### EXERCISE INPUTS
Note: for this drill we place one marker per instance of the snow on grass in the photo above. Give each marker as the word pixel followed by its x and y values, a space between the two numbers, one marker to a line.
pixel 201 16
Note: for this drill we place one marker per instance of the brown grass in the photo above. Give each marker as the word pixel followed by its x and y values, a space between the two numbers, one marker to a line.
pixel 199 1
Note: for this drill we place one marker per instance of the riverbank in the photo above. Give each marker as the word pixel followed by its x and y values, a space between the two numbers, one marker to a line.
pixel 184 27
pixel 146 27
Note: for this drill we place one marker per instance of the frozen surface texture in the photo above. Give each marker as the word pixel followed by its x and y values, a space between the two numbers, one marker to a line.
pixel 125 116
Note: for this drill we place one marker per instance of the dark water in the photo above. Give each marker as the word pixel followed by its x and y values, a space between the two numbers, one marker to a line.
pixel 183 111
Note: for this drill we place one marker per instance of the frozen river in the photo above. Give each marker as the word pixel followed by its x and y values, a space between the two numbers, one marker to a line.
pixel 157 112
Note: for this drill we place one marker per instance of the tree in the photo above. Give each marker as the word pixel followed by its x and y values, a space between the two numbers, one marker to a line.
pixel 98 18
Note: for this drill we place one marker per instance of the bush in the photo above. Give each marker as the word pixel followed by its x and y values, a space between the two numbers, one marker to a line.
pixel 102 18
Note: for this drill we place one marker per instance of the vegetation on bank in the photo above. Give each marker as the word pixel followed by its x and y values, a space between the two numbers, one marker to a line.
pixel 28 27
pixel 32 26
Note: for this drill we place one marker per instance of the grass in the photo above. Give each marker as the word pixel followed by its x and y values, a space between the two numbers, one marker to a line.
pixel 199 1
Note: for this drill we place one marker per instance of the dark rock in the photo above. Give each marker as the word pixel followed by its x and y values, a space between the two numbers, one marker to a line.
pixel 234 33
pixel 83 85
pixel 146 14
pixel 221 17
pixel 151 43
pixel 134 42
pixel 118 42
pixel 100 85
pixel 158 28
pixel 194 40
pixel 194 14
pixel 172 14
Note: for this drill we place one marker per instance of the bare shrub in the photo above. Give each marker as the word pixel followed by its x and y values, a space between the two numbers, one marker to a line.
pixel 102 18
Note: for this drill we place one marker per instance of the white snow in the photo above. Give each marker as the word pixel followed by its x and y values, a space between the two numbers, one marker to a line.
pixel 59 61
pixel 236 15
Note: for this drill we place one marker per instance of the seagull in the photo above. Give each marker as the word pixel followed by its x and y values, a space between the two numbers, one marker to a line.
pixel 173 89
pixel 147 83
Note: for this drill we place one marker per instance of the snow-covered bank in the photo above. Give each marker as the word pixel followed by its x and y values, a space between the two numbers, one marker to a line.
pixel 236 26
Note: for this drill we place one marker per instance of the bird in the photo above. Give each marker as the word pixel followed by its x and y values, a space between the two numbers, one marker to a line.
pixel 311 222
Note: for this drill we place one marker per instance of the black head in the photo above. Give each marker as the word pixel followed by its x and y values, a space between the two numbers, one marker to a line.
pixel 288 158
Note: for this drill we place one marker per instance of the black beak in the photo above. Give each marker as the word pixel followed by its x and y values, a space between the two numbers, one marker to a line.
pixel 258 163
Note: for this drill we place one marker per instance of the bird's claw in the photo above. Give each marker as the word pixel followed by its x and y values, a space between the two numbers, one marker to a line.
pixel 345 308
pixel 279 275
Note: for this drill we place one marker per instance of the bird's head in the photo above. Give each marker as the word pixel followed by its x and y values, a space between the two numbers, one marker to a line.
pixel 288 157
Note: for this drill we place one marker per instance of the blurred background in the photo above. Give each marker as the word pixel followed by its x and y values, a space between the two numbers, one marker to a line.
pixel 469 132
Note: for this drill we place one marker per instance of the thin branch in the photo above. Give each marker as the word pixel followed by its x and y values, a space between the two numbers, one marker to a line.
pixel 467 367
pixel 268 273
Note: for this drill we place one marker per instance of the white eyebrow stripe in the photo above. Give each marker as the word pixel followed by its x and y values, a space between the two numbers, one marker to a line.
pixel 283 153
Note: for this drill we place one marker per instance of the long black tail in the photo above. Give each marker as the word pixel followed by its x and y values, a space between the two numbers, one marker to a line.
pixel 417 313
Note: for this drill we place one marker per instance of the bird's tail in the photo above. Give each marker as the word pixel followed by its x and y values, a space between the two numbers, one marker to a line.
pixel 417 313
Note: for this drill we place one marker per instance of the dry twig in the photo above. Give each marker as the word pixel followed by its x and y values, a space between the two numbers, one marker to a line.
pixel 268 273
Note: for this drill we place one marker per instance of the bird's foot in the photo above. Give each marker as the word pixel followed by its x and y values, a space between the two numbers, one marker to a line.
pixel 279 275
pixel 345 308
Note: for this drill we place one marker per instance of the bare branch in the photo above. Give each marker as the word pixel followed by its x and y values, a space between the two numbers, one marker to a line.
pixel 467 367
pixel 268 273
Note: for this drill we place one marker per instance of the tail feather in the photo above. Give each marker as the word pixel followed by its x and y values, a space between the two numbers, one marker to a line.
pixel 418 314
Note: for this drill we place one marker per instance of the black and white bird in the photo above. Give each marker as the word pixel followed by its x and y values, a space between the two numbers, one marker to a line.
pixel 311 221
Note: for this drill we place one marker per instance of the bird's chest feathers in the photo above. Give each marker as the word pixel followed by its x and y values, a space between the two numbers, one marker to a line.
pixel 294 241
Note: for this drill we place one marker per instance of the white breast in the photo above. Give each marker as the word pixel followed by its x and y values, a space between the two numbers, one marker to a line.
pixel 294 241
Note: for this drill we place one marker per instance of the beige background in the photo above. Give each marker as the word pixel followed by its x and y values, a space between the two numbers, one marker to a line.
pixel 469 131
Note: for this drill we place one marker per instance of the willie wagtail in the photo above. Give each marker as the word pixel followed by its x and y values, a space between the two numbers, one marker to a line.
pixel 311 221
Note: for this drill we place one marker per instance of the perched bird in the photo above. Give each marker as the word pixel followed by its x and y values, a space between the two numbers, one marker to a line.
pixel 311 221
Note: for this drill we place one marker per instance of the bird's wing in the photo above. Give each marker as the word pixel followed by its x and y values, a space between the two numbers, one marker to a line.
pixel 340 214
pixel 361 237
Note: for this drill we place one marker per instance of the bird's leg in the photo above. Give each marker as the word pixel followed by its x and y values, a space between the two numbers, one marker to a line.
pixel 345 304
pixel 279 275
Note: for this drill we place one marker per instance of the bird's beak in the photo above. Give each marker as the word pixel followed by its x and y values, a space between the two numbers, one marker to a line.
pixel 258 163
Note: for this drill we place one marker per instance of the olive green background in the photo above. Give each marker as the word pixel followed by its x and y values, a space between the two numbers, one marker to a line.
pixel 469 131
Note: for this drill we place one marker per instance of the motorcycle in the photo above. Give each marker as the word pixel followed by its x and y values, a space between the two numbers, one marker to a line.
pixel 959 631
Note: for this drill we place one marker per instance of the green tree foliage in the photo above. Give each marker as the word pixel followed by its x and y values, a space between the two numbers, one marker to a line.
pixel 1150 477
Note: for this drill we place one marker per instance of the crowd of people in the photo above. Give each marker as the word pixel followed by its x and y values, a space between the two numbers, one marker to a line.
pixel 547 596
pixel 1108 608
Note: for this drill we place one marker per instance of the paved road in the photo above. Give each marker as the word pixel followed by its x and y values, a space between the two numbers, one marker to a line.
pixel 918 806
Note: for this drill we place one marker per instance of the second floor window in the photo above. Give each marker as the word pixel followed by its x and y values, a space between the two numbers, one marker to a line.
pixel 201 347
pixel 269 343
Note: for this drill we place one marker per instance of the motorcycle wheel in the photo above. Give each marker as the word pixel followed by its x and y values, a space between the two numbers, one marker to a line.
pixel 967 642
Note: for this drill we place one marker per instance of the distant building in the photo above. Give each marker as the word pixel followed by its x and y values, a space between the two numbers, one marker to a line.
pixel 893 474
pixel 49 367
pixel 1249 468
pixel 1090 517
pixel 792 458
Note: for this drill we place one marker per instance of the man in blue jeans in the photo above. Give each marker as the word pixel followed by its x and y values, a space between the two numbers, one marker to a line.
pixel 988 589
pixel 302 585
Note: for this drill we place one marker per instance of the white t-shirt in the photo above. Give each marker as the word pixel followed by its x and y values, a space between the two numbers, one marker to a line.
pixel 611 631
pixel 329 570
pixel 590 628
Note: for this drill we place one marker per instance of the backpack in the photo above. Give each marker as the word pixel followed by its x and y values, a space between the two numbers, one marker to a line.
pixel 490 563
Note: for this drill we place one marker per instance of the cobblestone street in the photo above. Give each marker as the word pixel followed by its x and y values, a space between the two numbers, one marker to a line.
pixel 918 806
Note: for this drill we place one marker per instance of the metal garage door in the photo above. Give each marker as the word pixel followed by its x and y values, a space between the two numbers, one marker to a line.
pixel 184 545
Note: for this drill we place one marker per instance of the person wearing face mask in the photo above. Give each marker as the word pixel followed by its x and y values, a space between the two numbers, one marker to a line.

### EXERCISE DIRECTIONS
Could you print, exactly and with nothing else, the lines from the one containing "of the backpack" through the last line of the records above?

### FINISHED EXERCISE
Note: for this drill we place one marker per instance of the backpack in the photo above. Give each marker as the word pixel followed by its x and y values, a space between the two numbers, one marker to a line.
pixel 490 563
Note: for this drill we place one marker per instance of the cobblestone street in the photo above. Give each marker as the word pixel followed by its x and y values, a space between the two numbers, one marker to a line.
pixel 918 806
Note: for this drill we place one marker per instance of the metal garage door in the photo above. Give each marker as the word pixel followed by its x and y values, a space between the two numbers, one marker to a line.
pixel 184 545
Note: for this drill we place one marker per instance of the person wearing face mask in the photo above. Give each marker as the word pixel followed by its x and y values, a space between the two numbers, one marker to a line.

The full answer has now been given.